● **Your objective**
Update the rows from the start through the line containing "[253,313,354,361]", inclusive, by changing "Detector Output" to "Detection Result" and leaving all else unchanged. Return only those lines.

╭─ Exercise input

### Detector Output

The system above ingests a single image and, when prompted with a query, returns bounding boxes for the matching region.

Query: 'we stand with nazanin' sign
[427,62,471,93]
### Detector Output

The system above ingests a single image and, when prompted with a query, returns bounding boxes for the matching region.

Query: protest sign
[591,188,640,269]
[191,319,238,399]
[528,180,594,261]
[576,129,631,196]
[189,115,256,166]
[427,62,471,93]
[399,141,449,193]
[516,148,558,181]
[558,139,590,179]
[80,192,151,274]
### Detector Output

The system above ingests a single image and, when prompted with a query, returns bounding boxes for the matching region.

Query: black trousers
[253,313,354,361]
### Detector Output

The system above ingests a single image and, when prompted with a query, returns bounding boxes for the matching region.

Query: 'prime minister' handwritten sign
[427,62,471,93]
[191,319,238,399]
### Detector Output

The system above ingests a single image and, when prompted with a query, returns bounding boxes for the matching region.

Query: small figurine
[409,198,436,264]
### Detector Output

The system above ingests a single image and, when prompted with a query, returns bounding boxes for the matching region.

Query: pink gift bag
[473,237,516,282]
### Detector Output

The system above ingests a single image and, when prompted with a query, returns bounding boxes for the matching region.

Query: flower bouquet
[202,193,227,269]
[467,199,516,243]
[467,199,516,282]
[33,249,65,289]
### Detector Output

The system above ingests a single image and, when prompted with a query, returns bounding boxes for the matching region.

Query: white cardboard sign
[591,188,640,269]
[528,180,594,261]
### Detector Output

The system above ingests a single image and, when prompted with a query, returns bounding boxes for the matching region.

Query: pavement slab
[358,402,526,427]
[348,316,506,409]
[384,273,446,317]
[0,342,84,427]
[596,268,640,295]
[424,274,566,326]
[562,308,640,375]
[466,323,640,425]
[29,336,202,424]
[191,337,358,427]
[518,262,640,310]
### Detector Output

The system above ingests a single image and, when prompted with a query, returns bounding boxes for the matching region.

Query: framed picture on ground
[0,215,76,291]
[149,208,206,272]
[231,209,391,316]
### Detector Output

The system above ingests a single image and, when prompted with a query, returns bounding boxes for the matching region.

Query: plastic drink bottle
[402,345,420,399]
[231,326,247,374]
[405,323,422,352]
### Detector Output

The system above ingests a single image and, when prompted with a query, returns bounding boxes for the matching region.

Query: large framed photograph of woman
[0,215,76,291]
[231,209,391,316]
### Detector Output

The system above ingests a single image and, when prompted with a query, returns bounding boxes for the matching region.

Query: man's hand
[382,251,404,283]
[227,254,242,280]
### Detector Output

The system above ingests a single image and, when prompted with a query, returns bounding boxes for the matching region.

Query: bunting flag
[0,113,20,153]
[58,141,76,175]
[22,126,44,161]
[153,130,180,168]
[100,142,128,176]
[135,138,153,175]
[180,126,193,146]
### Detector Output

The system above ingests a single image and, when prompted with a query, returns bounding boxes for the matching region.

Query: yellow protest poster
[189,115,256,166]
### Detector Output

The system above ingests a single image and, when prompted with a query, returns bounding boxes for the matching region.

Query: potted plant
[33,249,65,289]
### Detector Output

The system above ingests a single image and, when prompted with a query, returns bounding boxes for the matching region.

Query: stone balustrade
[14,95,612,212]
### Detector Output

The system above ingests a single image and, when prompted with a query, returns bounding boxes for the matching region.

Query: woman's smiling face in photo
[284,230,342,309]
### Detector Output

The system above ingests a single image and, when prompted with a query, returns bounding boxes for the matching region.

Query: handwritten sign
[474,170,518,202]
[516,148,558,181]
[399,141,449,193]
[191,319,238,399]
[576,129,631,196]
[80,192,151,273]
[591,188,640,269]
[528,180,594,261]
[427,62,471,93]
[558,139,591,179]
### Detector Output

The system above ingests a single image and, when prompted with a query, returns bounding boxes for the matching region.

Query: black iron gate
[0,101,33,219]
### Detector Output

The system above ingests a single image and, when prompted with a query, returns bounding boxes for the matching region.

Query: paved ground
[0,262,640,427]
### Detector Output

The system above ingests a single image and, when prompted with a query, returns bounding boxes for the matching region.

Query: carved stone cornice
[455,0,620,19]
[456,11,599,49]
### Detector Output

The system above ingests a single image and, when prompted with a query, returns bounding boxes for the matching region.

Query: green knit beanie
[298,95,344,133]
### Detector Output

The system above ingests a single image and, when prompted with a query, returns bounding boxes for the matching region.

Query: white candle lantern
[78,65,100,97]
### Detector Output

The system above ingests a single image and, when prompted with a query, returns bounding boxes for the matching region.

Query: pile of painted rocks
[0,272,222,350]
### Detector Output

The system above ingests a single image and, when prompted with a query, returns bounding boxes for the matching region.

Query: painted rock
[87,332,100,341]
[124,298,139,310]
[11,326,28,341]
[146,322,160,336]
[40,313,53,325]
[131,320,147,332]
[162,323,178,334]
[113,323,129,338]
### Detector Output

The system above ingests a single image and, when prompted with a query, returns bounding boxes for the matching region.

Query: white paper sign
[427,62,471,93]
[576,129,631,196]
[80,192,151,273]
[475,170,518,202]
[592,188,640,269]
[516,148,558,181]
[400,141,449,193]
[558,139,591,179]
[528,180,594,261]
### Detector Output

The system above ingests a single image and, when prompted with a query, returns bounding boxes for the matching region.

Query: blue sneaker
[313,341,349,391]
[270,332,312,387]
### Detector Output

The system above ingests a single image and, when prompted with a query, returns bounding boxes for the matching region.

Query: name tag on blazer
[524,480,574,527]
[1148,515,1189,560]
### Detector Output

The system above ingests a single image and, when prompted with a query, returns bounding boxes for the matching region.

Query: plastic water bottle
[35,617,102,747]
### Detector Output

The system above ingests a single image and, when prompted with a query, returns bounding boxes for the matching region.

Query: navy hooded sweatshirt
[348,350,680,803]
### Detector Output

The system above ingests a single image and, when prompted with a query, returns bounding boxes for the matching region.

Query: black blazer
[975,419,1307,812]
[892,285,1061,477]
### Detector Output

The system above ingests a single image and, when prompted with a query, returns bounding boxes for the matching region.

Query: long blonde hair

╰─

● **Solution to the exercise**
### Detection Result

The system above ingests a single image and, when prompted with a query, returns bounding boxes for the matching region.

Query: 'we stand with nazanin' sign
[427,62,471,93]
### Detection Result

The system above ingests a single image and, when prompted with a query, returns bounding boxes for the matching region.

Query: protest sign
[591,188,640,269]
[191,319,238,399]
[528,180,594,261]
[576,129,631,196]
[189,115,256,166]
[427,62,471,93]
[399,141,449,193]
[516,148,558,181]
[558,139,590,179]
[80,192,151,274]
### Detection Result

The system above ingests a single image and, when prompted with a query, returns bounding boxes for the matching region.

Query: black trousers
[253,313,354,361]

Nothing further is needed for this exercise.